● DIRECTIONS FOR THIS TASK
Pull out every line below containing the word "fence".

[EXCERPTED DATA — start]

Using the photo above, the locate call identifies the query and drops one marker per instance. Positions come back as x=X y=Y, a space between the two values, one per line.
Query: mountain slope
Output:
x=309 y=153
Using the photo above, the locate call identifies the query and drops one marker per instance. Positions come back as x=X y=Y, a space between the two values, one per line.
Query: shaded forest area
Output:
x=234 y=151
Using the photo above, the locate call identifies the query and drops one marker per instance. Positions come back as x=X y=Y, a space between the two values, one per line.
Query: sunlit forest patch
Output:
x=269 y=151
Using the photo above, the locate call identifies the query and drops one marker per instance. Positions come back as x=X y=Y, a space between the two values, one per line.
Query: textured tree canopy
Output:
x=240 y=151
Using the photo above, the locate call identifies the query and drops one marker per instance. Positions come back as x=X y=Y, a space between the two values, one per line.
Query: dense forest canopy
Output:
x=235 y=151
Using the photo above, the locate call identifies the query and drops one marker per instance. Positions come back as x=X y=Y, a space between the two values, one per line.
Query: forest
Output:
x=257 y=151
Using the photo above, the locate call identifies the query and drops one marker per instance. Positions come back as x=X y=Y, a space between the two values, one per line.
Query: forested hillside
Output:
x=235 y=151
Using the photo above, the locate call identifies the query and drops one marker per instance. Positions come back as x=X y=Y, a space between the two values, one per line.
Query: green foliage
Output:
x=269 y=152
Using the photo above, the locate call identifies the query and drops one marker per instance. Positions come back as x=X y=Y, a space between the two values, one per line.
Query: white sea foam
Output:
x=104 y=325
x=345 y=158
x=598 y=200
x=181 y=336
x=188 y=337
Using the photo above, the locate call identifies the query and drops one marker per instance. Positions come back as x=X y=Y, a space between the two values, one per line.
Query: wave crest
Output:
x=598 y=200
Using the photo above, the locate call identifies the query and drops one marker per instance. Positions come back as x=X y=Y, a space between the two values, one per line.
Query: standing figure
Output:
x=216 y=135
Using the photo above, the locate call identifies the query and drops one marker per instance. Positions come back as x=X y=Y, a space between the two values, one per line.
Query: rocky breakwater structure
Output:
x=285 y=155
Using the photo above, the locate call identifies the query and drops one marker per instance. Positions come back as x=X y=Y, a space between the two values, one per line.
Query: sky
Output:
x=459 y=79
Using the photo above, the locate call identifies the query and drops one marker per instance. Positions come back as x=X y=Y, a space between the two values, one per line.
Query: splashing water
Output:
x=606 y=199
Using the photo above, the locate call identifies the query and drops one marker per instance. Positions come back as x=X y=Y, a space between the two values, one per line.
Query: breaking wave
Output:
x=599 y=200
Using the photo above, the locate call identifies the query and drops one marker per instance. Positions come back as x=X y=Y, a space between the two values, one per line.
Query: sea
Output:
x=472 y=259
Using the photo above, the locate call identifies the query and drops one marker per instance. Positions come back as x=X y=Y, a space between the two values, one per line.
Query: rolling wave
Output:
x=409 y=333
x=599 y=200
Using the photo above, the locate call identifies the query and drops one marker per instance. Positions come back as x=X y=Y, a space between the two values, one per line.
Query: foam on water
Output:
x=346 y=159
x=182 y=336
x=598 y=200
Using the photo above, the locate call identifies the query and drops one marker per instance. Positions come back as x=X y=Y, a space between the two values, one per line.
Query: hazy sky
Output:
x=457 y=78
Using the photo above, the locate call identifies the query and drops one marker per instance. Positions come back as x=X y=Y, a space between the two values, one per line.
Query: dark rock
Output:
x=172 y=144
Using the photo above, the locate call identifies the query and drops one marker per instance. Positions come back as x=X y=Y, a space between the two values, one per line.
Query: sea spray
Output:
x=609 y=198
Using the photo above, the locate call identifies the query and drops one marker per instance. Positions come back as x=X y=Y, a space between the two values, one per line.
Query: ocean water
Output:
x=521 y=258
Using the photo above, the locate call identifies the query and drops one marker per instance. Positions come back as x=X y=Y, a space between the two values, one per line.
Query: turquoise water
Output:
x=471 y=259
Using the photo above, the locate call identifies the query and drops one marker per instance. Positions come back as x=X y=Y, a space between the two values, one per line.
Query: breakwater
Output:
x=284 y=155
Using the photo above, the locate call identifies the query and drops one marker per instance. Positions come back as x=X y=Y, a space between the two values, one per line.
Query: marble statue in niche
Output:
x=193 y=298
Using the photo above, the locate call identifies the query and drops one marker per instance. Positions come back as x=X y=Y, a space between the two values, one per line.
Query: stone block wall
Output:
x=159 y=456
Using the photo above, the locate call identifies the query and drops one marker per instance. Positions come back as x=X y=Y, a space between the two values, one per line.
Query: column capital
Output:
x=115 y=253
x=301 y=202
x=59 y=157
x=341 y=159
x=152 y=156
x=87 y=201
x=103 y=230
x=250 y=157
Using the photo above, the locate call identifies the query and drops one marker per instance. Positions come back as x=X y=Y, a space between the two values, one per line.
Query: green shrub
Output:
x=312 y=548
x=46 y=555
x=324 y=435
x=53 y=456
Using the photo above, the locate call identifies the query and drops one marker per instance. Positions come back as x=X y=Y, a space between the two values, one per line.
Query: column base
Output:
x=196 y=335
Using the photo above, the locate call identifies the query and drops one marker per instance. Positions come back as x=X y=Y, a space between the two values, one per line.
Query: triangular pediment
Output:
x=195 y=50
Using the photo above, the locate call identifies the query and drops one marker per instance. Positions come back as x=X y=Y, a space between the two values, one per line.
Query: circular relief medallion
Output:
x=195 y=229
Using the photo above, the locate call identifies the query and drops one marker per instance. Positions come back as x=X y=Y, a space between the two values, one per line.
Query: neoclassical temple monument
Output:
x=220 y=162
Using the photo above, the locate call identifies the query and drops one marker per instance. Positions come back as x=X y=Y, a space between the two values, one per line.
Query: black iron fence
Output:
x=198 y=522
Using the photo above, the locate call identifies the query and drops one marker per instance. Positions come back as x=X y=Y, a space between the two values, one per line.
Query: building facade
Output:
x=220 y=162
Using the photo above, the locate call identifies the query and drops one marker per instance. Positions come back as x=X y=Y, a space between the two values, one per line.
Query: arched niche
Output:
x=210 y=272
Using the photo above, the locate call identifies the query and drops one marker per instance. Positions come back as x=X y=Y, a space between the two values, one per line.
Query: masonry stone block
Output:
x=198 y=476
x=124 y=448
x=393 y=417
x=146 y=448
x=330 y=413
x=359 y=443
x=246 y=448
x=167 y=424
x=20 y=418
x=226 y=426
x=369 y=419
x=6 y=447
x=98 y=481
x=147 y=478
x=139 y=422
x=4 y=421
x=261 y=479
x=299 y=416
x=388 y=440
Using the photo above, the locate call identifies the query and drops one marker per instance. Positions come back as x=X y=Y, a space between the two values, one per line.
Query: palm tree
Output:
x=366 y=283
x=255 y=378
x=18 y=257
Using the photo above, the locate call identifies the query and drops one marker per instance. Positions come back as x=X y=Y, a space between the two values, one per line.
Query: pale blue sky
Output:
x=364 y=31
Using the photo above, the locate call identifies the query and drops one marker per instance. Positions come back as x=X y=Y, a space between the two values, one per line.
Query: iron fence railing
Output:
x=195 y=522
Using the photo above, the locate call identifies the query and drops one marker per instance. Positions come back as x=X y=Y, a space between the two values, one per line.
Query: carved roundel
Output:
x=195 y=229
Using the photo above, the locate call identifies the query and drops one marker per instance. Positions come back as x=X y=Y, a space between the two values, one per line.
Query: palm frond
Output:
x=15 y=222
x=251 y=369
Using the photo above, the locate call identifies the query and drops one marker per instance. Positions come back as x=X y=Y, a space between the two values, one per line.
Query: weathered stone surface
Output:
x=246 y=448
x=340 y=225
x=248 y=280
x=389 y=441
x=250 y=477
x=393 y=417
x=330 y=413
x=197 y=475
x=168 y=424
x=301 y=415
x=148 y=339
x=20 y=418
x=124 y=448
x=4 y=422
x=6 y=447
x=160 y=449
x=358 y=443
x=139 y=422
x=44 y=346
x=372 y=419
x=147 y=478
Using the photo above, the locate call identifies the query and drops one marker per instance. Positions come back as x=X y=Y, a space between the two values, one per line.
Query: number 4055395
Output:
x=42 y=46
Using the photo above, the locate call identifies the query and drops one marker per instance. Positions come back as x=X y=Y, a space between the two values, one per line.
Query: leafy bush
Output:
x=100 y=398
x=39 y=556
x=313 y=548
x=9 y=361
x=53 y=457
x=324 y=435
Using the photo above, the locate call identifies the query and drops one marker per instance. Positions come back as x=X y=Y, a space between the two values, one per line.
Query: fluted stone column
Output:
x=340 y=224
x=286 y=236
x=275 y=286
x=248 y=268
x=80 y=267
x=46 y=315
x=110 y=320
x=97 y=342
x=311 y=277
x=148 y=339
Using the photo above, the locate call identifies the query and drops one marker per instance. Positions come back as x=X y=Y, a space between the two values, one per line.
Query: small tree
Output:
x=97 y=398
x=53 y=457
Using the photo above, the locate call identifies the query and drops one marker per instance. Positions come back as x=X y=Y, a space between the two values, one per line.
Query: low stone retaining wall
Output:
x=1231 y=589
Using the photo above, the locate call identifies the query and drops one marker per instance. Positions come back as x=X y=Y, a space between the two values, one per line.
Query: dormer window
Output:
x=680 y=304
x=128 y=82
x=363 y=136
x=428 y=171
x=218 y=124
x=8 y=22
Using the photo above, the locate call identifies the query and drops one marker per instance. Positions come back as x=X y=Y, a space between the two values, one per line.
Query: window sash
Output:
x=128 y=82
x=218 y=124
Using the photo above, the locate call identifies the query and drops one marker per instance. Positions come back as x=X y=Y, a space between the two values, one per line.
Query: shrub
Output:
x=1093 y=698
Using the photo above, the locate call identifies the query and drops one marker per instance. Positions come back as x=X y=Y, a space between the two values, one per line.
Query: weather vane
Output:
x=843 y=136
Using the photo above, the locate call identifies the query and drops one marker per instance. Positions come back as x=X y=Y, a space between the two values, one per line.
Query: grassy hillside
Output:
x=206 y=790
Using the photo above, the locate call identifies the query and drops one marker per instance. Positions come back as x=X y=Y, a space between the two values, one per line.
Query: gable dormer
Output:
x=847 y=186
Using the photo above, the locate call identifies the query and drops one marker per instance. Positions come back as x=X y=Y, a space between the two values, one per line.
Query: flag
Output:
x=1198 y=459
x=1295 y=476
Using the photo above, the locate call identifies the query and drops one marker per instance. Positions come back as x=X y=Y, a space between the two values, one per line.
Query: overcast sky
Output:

[EXCERPTED DATA — finish]

● RESULT BELOW
Query: black iron fence
Query: iron fence railing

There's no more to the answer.